Given instruction 1:
Reproduce the passage of the database post starting at "Day 30 of #100DaysOfCode" and ending at "data – enter databases.".

Day 30 of #100DaysOfCode — Introduction to Database
Source: Dev.to
100 Days of Code – Why Databases Matter
Over the past few days of my 100 Days of Code challenge I have:
- Built front‑end interfaces with React
- Styled UI components
- Transitioned to back‑end development with Node.js and Express.js
Connecting the front‑end to the back‑end taught me how APIs send and receive requests and data. The next logical piece was a reliable way to store, retrieve, and manage that data – enter databases.
What Is a Database?
A database is an organized place to store data so it can be easily saved, found, and updated.
Think of it as a super‑powered spreadsheet that can:
- Handle millions of rows
- Serve multiple users simultaneously
- Model complex relationships between data
Imagine Instagram without a database – every photo, like, and comment would disappear the moment you closed the app.

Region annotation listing
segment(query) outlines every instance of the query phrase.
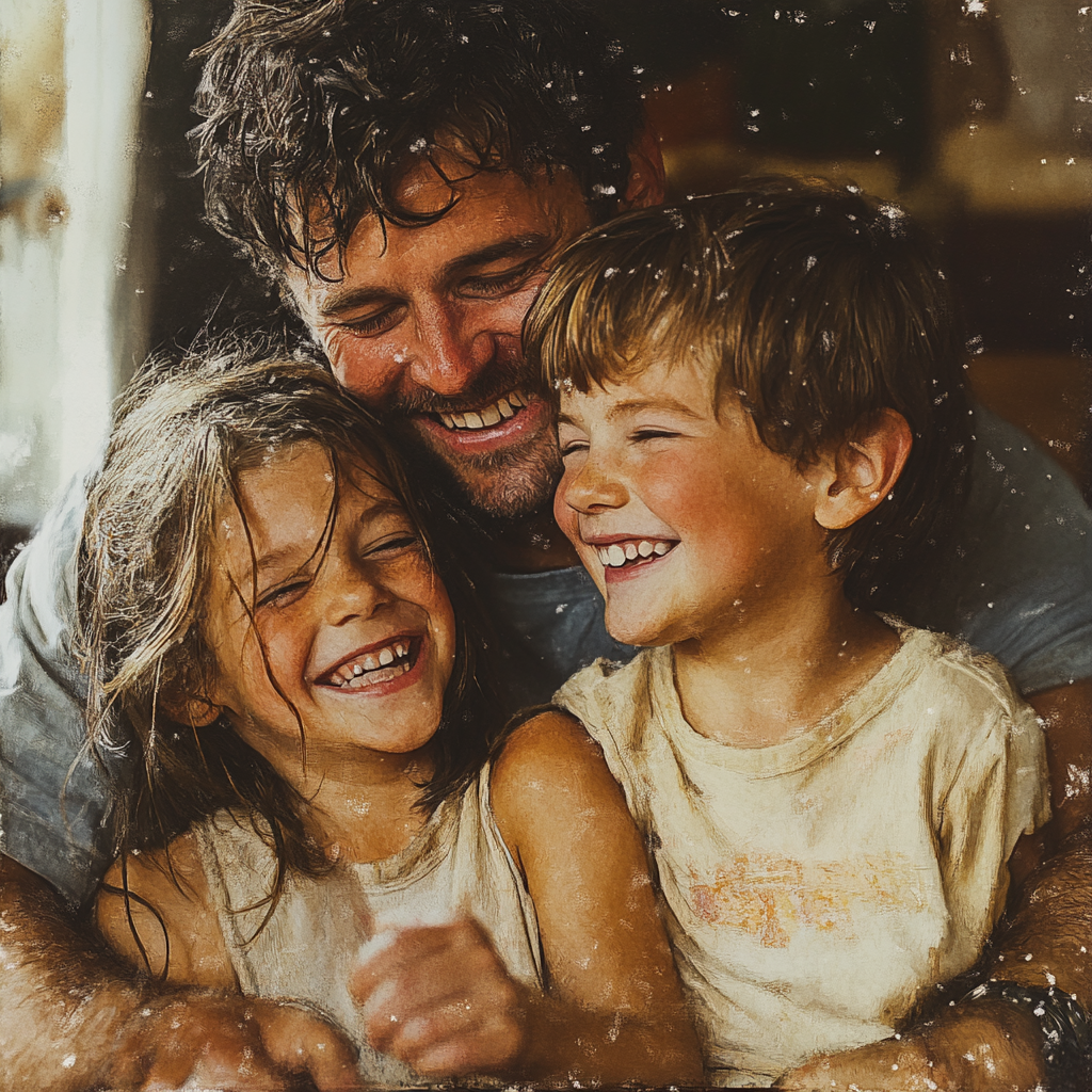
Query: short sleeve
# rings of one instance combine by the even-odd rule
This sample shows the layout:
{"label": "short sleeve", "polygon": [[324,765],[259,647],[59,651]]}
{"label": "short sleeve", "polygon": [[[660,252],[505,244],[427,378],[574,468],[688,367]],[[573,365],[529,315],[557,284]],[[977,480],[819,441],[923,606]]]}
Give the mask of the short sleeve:
{"label": "short sleeve", "polygon": [[84,751],[87,687],[71,648],[85,506],[79,478],[13,562],[0,606],[0,848],[76,904],[111,842],[110,778]]}
{"label": "short sleeve", "polygon": [[940,863],[961,936],[993,930],[1017,841],[1051,818],[1043,729],[1030,707],[1009,698],[942,759],[951,776],[939,799]]}

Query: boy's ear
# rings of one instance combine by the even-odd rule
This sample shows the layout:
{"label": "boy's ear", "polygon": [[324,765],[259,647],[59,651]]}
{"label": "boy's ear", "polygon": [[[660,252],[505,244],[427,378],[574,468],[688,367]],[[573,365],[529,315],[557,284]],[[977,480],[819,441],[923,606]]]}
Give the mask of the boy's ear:
{"label": "boy's ear", "polygon": [[194,728],[206,728],[224,712],[223,705],[211,702],[207,698],[174,693],[161,690],[159,704],[167,715],[177,724],[190,724]]}
{"label": "boy's ear", "polygon": [[651,209],[663,204],[667,192],[664,157],[660,152],[660,135],[645,121],[644,128],[629,147],[629,181],[621,199],[621,210]]}
{"label": "boy's ear", "polygon": [[816,522],[838,531],[882,503],[913,443],[906,418],[885,408],[828,450],[814,467]]}

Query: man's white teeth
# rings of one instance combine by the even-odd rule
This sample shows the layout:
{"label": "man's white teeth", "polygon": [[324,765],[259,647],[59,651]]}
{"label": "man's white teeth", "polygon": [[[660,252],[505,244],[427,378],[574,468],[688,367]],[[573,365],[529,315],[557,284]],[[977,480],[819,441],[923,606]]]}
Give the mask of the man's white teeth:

Given instruction 2:
Output every line of the listing above as a numbered list, omitting blank lines and leaving the pictures out.

Complete response 1:
Day 30 of #100DaysOfCode — Introduction to Database
Source: Dev.to
100 Days of Code – Why Databases Matter
Over the past few days of my 100 Days of Code challenge I have:
- Built front‑end interfaces with React
- Styled UI components
- Transitioned to back‑end development with Node.js and Express.js
Connecting the front‑end to the back‑end taught me how APIs send and receive requests and data. The next logical piece was a reliable way to store, retrieve, and manage that data – enter databases.

Complete response 2:
1. segment(query) outlines every instance of the query phrase.
2. Query: short sleeve
3. # rings of one instance combine by the even-odd rule
4. This sample shows the layout:
5. {"label": "short sleeve", "polygon": [[324,765],[259,647],[59,651]]}
6. {"label": "short sleeve", "polygon": [[[660,252],[505,244],[427,378],[574,468],[688,367]],[[573,365],[529,315],[557,284]],[[977,480],[819,441],[923,606]]]}
7. Give the mask of the short sleeve:
8. {"label": "short sleeve", "polygon": [[84,751],[87,687],[71,648],[85,506],[79,478],[13,562],[0,606],[0,848],[76,904],[111,842],[110,778]]}
9. {"label": "short sleeve", "polygon": [[940,863],[961,936],[993,930],[1017,841],[1051,818],[1043,729],[1030,707],[1009,698],[942,759],[951,776],[939,799]]}
10. Query: boy's ear
11. # rings of one instance combine by the even-odd rule
12. This sample shows the layout:
13. {"label": "boy's ear", "polygon": [[324,765],[259,647],[59,651]]}
14. {"label": "boy's ear", "polygon": [[[660,252],[505,244],[427,378],[574,468],[688,367]],[[573,365],[529,315],[557,284]],[[977,480],[819,441],[923,606]]]}
15. Give the mask of the boy's ear:
16. {"label": "boy's ear", "polygon": [[194,728],[206,728],[224,712],[223,705],[211,702],[207,698],[174,693],[161,690],[159,704],[167,715],[177,724],[190,724]]}
17. {"label": "boy's ear", "polygon": [[651,209],[663,204],[667,192],[664,157],[660,152],[660,135],[645,121],[644,128],[629,147],[629,181],[621,199],[621,210]]}
18. {"label": "boy's ear", "polygon": [[816,522],[838,531],[882,503],[913,443],[906,418],[885,408],[828,450],[814,467]]}
19. Query: man's white teeth
20. # rings of one instance combine by the even-odd rule
21. This sample shows the layout:
22. {"label": "man's white teeth", "polygon": [[324,765],[259,647],[59,651]]}
23. {"label": "man's white teeth", "polygon": [[[660,252],[505,244],[427,378],[574,468],[688,367]],[[573,365],[529,315],[557,284]],[[977,480],[819,441],[923,606]]]}
24. Give the mask of the man's white teeth:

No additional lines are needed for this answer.